Your instructions ::
Everything from the line that holds "point: stone window" through the end of the data below should be output exactly, both ends included.

(Dataset records about object locations)
BEGIN
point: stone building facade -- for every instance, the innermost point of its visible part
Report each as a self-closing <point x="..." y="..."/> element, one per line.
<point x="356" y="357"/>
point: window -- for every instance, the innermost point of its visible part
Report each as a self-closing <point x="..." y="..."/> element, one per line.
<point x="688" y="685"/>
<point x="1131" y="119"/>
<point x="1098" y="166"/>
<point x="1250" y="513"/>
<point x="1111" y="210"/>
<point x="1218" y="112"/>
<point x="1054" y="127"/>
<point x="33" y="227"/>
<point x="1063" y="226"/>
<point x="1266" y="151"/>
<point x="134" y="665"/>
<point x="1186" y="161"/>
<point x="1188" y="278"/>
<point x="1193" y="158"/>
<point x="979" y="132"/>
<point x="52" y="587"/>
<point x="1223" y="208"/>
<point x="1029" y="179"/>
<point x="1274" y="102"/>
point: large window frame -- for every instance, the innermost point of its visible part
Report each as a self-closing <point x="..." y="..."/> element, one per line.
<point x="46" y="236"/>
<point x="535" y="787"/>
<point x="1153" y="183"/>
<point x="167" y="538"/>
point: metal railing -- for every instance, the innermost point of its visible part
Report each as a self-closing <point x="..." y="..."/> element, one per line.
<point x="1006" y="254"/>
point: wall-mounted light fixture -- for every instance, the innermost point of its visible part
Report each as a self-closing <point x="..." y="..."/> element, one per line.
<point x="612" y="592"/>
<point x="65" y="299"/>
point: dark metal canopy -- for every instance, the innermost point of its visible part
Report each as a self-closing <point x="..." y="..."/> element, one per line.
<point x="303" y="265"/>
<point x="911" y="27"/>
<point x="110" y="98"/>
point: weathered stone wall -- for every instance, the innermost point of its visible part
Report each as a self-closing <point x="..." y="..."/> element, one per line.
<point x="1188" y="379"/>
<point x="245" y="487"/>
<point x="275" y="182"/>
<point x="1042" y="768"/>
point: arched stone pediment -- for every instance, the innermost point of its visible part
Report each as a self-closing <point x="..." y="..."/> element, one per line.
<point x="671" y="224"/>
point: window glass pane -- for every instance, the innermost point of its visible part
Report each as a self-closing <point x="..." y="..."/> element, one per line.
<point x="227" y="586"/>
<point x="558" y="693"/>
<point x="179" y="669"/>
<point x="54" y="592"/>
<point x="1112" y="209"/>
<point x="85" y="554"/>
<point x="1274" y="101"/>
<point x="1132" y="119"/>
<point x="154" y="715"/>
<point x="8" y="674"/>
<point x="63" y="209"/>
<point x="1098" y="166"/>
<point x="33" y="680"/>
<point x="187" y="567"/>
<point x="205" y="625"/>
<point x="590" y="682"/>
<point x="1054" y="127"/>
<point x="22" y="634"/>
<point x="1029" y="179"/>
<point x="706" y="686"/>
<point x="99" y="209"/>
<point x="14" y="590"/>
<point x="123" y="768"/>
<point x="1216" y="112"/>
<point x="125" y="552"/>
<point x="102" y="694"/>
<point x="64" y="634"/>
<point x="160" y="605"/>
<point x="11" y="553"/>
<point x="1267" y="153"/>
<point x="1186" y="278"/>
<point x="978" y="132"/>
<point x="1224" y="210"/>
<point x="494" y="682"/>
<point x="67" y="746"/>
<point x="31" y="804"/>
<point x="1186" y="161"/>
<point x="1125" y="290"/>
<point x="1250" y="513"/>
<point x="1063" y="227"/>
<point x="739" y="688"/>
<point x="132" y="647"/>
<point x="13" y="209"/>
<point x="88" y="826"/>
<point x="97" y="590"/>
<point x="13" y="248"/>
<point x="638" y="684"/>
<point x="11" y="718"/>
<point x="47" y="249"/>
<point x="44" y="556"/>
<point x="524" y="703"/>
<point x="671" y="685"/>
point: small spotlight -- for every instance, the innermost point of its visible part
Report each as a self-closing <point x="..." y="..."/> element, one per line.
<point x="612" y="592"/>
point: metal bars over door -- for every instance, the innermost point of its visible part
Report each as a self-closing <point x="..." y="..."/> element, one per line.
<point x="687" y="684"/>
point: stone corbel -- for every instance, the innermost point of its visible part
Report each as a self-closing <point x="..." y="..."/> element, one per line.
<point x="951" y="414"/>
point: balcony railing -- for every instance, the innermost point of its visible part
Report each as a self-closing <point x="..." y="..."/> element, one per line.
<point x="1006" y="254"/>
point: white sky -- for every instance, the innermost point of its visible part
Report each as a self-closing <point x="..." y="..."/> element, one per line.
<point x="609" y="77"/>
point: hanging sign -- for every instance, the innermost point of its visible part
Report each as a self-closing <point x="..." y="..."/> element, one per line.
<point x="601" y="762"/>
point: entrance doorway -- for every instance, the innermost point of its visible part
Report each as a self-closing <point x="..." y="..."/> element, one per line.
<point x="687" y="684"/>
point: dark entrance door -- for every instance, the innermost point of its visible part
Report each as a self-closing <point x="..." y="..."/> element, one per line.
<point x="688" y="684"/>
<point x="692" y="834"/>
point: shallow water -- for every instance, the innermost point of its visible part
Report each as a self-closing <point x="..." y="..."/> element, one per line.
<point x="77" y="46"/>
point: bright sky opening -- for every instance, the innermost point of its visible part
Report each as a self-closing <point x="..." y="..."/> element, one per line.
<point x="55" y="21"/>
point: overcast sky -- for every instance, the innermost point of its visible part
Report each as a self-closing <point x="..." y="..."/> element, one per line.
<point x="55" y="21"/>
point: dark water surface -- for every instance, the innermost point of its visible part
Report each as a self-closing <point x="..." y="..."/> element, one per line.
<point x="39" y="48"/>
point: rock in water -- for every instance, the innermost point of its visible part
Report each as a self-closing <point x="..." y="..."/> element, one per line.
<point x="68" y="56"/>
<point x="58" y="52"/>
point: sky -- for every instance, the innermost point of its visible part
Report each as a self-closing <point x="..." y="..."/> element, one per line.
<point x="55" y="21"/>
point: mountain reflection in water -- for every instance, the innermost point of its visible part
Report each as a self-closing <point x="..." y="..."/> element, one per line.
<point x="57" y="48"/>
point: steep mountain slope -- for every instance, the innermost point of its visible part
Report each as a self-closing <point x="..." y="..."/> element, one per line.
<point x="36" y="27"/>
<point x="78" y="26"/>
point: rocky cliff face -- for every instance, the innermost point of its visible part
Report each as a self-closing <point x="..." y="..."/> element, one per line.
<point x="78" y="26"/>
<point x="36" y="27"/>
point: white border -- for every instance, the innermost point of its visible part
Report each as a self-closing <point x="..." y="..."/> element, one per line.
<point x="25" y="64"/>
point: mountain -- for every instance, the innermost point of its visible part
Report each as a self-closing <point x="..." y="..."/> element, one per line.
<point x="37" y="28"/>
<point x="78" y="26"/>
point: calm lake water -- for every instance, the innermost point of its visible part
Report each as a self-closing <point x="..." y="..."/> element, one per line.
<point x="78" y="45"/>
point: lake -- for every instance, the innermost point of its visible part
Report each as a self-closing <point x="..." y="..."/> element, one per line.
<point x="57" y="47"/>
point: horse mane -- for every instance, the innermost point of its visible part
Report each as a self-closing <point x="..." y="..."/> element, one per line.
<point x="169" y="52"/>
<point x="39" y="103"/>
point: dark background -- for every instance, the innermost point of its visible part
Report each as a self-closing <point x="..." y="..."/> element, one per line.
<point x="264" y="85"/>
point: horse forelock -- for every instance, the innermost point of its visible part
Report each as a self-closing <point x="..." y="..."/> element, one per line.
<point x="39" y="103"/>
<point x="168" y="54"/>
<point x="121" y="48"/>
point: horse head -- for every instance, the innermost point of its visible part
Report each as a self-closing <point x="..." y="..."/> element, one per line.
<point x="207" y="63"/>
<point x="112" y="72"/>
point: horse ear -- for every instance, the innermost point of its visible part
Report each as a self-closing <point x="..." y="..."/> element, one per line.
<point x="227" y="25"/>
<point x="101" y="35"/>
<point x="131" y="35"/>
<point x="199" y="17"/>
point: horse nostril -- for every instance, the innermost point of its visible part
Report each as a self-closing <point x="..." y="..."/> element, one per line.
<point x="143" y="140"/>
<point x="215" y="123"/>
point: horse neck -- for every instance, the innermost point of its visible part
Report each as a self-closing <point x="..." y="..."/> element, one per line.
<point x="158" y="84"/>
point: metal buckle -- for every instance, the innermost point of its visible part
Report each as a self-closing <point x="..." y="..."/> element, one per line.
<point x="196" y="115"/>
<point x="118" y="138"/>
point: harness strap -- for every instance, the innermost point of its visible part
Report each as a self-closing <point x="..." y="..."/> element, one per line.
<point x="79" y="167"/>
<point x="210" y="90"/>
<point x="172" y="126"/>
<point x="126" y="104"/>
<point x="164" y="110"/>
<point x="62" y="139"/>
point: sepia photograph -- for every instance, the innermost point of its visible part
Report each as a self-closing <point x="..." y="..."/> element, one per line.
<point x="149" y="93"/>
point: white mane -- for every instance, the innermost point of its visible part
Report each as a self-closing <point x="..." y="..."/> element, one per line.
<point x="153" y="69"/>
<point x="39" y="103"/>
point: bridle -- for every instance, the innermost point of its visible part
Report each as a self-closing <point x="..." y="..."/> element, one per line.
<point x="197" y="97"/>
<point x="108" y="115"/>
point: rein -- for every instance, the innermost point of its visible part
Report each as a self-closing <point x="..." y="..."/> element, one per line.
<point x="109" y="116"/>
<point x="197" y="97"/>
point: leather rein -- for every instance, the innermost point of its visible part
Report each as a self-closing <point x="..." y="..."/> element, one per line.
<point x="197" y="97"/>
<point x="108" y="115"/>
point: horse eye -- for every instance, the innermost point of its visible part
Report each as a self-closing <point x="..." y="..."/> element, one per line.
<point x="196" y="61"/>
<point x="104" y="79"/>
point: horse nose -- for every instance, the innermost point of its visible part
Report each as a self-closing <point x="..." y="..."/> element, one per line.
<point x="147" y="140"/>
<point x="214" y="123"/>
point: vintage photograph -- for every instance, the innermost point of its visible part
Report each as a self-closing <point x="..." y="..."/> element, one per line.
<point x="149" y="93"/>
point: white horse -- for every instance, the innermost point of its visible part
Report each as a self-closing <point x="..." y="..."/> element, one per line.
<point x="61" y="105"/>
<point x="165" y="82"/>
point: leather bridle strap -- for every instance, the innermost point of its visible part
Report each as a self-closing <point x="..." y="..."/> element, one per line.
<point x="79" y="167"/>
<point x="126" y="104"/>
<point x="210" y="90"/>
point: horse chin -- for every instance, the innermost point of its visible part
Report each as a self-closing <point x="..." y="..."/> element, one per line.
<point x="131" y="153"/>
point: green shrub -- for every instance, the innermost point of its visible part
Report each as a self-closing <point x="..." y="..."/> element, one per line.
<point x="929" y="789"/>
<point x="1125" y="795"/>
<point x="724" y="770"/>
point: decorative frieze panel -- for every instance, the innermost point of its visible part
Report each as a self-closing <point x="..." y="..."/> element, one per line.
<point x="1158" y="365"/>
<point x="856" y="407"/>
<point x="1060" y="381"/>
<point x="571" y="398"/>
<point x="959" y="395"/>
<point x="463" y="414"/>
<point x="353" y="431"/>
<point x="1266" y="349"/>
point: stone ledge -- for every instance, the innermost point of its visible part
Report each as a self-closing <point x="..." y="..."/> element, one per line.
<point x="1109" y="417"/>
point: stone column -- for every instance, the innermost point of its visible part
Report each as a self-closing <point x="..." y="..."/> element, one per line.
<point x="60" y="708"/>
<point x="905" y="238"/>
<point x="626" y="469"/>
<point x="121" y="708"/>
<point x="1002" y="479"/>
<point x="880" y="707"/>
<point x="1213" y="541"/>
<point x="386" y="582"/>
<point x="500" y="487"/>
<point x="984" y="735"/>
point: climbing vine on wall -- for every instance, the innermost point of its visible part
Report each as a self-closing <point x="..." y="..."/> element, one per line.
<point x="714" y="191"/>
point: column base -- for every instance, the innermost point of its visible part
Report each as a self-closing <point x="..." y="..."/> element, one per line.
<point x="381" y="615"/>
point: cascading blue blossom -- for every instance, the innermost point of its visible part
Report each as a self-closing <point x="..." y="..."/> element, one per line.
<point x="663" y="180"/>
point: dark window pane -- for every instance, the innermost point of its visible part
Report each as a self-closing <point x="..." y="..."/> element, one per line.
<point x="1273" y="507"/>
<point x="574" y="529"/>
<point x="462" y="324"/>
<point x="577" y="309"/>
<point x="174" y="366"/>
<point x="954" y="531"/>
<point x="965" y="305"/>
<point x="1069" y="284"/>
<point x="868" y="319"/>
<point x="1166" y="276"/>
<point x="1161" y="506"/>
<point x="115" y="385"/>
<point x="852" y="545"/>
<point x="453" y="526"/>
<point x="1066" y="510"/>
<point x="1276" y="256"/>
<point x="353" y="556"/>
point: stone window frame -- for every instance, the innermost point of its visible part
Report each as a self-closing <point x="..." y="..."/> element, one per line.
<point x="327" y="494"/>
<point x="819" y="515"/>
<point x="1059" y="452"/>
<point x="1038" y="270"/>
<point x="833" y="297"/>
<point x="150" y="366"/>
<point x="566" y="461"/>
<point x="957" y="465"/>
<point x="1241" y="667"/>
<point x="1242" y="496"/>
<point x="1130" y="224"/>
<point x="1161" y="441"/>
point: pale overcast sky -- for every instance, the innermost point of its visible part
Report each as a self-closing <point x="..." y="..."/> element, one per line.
END
Solution ::
point: stone window frame -- for every instance, the innermost point of its visible part
Report each as a self-closing <point x="..." y="..."/> element, one per line.
<point x="327" y="494"/>
<point x="819" y="515"/>
<point x="1059" y="452"/>
<point x="1038" y="270"/>
<point x="833" y="297"/>
<point x="150" y="366"/>
<point x="566" y="461"/>
<point x="957" y="465"/>
<point x="1241" y="667"/>
<point x="1242" y="496"/>
<point x="1130" y="224"/>
<point x="1161" y="441"/>
point: pale overcast sky -- for every instance, the innermost point of its visible part
Report each as a self-closing <point x="..." y="..."/> element, one per line.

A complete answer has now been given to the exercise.